» Excerto do documento:
Valter Hugo Mãe

Países de crianças

Foto: Pedro Granadeiro/Global Imagens

Rubrica "Cidadania Impura", de Valter Hugo Mãe.

Era suposto que, ao menos acima dos dez anos de idade, estivéssemos todos mais capazes de usar a consciência em prol da nossa e da saúde dos outros.

Não pode haver perplexidade nem protesto perante a subida das infecções e o iminente colapso dos hospitais. Nem precisávamos de ser avisados. Com dez meses de pandemia, ainda não entendeu o que se está a passar quem tem a cabeça metida na areia. A obstinação com conseguir de António Costa um número preciso de pessoas para a mesa de Natal ou para um encontro de qualquer natureza só pode ser do foro da ingenuidade. António Costa não pode decretar proibições ao vírus, o vírus vai passar por todas as oportunidades que lhe dermos. Que raio tem isto de complicado para entender? Se houver risco, juntar duas pessoas já é demasiado. A partir daí, ajuíze você mesmo a situação. Que é o mesmo que dizer: seja você mesmo responsável pelo que decide.

» Tarefa de trabalho: Transcreva do excerto o trecho que vai de "Era suposto que, ao" a "pelo que decide.".

» Dados fornecidos:
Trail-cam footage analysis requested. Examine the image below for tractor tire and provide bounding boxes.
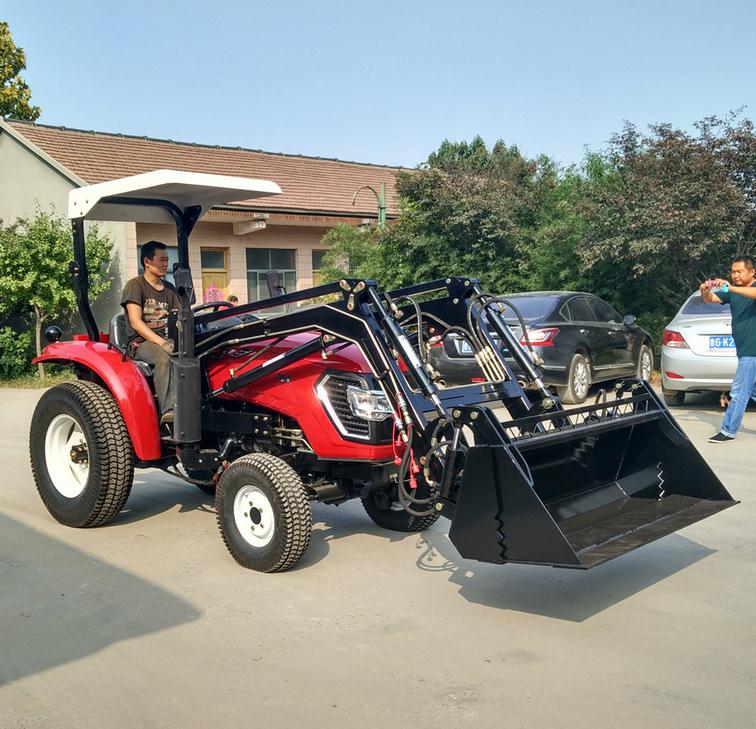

» Tarefa concluída:
Era suposto que, ao menos acima dos dez anos de idade, estivéssemos todos mais capazes de usar a consciência em prol da nossa e da saúde dos outros.

Não pode haver perplexidade nem protesto perante a subida das infecções e o iminente colapso dos hospitais. Nem precisávamos de ser avisados. Com dez meses de pandemia, ainda não entendeu o que se está a passar quem tem a cabeça metida na areia. A obstinação com conseguir de António Costa um número preciso de pessoas para a mesa de Natal ou para um encontro de qualquer natureza só pode ser do foro da ingenuidade. António Costa não pode decretar proibições ao vírus, o vírus vai passar por todas as oportunidades que lhe dermos. Que raio tem isto de complicado para entender? Se houver risco, juntar duas pessoas já é demasiado. A partir daí, ajuíze você mesmo a situação. Que é o mesmo que dizer: seja você mesmo responsável pelo que decide.